• _原文抜粋_:

-.-.-

この5選手のうち前節の町田戦に出場したのはFWのルカオのみとなっているようにこの夏に獲得した選手達が欠かせない戦力になっているかというと少し微妙なところがあると思います。

さて鹿児島の数字紹介に参りましょう。全部で3つです。

1.山口戦は勝利することになっている!? 〜ホームとアウェイの成績比較〜
2.残留に必要な得点力 〜得点と失点について〜
3.鹿児島の歴史を知る男 赤尾公  〜山口に対して相性の良い選手紹介〜

まずはホームとアウェイの成績の違いについてです。鹿児島の今シーズンのホームとアウェイの成績を比べるとかなりの差があることが分かります。ホームでは7勝10敗の勝ち点21(リーグ17位),アウェイでは2勝4分12敗の勝ち点10(リーグ22位)となっています。ホーム戦の方が1試合少ないにも関わらず倍の勝ち点を稼いでいます。

残留のためには苦手なアウェイで勝ち点を稼ぐよりもホームでどれだけ積んでいけるのかがカギになるはずです。なぜなら残り7試合のうち4試合がホームでの試合になり,延期されている岐阜との直接対決もホームで行われるからです。ちなみにホームの4試合では山口・岐阜・岡山・水戸と対戦します。

また,今シーズンここまでの鹿児島のホーム戦の流れを見ていくとこの山口戦は勝利する可能性が高いことが分かります。それはなぜか・・。

鹿児島の今シーズンホーム6試合目の4月21日の琉球戦から2連勝→2連敗→2連勝→2連敗の流れが続いているからです。この連勝連敗の流れが3回も続いています。次の流れに入るとすると4回目になります。

この山口戦はどのような状況で迎えるかというと,上の直近5試合の成績の画像を見てもらって分かる通り山形戦・京都戦と連敗しています。したがって山口戦から連勝の流れが再び始まることが予想できるわけです。

これはオカルト強めの話で信じるか信じないかはあなた次第という感じなのですが,こういったことを知って試合を観るのもまた面白いのではないかと思うのです。

さあ気を取り直して別の数字に参りましょう。鹿児島の得点と失点についてです。鹿児島のサッカーというとやはり攻撃というイメージがあります。金鍾成監督が率いていることもあってゴールを取られても取り返す攻撃的なサッカーのイメージを私は持っています。

-.-.-

• _データレコード_:
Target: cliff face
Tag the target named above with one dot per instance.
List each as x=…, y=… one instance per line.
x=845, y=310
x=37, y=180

-.-.-

• _依頼内容_:
鹿児島の成績を分析した文章について、最後の文の後から続きを書き上げてください。 レコードはこの作業には使いません。

• _結果_:
そんな鹿児島の失点数はリーグワースト2位の67失点となっています。正直この数字は私の印象の範囲内のものです。失点が多くなってしまうのもある程度はしょうがないと思います。ただ,それに対して得点を奪うことができていないのではないかと思います。

鹿児島の得点数は37でリーグで下から5番目の少なさです。ほぼ1試合に1点ペースなのですが最近の6試合では2点しか奪えていない現状があります。6試合のうち4試合は無得点に終わっています。

6試合勝ちなしの状況の中で新潟に6点を奪われるなど失点の部分に目が行きがちかもしれませんが,それよりも4試合で無得点であるということの方が鹿児島にとっては大きな問題だと思います。

栃木との残留争いでは点を取られても相手より多く取って勝つ試合を1試合でも増やすことが必要でしょう。栃木は試合の中での出入りを小さくして勝ち点を1つずつでも積み上げる戦略が取れるチームだからです。この好対照なチームの残留争いは最後まで目が離せません。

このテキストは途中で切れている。